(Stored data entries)
+ + + + + + +

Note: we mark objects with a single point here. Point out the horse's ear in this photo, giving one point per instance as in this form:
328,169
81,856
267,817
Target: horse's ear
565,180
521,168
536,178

+ + + + + + +

### Directions for this task
Render each line of the listing above as a JSON array of strings, one string per line, and omit any blank lines.

### Exercise output
[
  "Note: we mark objects with a single point here. Point out the horse's ear in this photo, giving one point per instance as in this form:",
  "328,169",
  "81,856",
  "267,817",
  "Target: horse's ear",
  "565,180",
  "521,168",
  "536,178"
]